• **Excerpt**

Today I felt invisible as I changed my EIGHTH poopy diaper (yay antibiotics) and complained to my husband via text that I felt like I was reaching my breaking point. He texted back the bill amount for his truck repairs.
Today I felt invisible as I showed up at my mom’s house, tired and done, handed her the baby, and she pointed out that he didn’t have socks on. And looked tired. Or hungry.
Today I felt invisible as I served nuggets and tots again. Because today was hard. As my days often are. Maybe tomorrow I’ll have it all together. I’ll get more rest than usual after collapsing into bed early tonight *if the stars align and my children don’t fight bedtime.* I’ll make time to wake up and wash my hair, put on makeup, cross one more thing off that never-ending, ever-growing to-do list. Maybe tomorrow someone will notice me.”
That’s what we’re going to do here together next month. I mean- not all of us tracking Leah down and hugging her because that might be a little *awkward*. Although if any of you happen to live near Leah and want to give her a hug for me, I’ll take it. We live across the country from one another and it’s SUCH a drag.

• **Work to do**
A. List each family member the narrator of the excerpt refers to with the word "my."
B. Rewrite the excerpt's passage between "Today I felt invisible as I changed" and "his truck repairs.", inclusive, swapping "husband" for "partner".

(Records from a data collection)
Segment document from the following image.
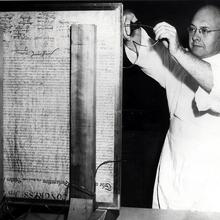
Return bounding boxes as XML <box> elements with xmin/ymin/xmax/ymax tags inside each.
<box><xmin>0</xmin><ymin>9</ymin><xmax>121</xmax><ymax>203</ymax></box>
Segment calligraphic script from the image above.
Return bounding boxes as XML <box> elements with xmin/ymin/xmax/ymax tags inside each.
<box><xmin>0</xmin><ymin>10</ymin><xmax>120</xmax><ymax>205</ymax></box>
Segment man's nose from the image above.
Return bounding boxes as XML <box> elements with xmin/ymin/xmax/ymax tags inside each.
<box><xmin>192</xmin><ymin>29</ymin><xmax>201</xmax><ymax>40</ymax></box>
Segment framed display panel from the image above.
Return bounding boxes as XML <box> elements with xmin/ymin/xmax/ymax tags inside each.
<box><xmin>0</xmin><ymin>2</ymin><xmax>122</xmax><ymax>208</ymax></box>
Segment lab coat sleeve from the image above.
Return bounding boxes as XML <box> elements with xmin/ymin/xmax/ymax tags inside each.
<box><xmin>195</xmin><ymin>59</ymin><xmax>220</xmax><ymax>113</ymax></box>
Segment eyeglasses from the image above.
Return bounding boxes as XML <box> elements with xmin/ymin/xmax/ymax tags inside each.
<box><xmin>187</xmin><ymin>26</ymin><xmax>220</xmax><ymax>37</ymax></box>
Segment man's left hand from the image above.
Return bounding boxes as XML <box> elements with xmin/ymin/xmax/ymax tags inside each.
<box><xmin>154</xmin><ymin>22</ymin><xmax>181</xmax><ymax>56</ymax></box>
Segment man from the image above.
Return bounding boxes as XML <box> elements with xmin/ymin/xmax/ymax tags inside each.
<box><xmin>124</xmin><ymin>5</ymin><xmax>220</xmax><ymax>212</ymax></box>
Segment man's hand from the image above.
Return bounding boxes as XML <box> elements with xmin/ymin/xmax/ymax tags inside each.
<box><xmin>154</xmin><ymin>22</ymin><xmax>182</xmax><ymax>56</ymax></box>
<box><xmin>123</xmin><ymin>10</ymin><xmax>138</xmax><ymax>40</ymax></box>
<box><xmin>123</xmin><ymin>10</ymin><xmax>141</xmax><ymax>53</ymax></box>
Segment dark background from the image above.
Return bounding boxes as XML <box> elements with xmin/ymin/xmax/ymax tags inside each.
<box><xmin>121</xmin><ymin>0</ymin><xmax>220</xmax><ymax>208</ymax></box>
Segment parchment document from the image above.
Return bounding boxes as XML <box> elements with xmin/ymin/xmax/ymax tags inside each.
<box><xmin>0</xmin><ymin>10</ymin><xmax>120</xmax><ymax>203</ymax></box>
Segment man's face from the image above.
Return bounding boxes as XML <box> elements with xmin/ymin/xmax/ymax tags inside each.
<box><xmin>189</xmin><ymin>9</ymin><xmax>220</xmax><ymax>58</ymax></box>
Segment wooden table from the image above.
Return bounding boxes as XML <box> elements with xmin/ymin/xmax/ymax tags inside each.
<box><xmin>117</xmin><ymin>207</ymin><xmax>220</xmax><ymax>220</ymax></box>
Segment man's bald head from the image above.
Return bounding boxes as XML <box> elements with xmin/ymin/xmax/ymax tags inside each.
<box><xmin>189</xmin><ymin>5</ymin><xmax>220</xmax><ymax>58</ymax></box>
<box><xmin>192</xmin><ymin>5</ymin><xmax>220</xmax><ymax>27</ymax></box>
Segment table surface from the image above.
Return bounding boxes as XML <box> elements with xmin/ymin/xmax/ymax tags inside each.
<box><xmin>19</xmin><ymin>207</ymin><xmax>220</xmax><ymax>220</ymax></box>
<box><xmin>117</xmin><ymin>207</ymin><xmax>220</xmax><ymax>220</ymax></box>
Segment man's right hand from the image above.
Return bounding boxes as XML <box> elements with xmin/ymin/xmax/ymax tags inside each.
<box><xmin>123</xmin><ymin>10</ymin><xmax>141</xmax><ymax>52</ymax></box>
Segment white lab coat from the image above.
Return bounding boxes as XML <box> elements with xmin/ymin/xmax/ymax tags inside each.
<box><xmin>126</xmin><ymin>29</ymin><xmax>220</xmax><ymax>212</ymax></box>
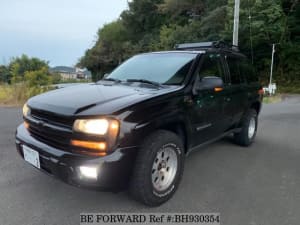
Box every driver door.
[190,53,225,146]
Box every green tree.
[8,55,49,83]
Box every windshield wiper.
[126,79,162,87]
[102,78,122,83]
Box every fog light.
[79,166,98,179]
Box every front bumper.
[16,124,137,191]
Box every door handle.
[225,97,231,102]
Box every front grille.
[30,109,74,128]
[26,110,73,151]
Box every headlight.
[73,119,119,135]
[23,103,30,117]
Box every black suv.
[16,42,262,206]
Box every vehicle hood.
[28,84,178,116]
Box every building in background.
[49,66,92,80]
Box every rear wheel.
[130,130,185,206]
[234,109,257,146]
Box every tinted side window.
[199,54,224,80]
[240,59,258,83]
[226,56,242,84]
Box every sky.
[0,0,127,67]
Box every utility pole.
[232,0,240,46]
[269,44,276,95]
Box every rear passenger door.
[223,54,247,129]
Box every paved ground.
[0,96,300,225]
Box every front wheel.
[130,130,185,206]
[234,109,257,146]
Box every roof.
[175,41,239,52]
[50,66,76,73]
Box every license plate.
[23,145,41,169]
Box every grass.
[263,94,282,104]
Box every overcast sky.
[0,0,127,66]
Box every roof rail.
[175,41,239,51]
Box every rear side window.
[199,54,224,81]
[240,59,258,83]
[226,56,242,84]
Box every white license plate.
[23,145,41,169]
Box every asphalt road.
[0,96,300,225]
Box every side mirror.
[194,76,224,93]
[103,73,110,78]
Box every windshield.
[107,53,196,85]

• **Task solutions**
A. husband, mom, children

B.
Today I felt invisible as I changed my EIGHTH poopy diaper (yay antibiotics) and complained to my partner via text that I felt like I was reaching my breaking point. He texted back the bill amount for his truck repairs.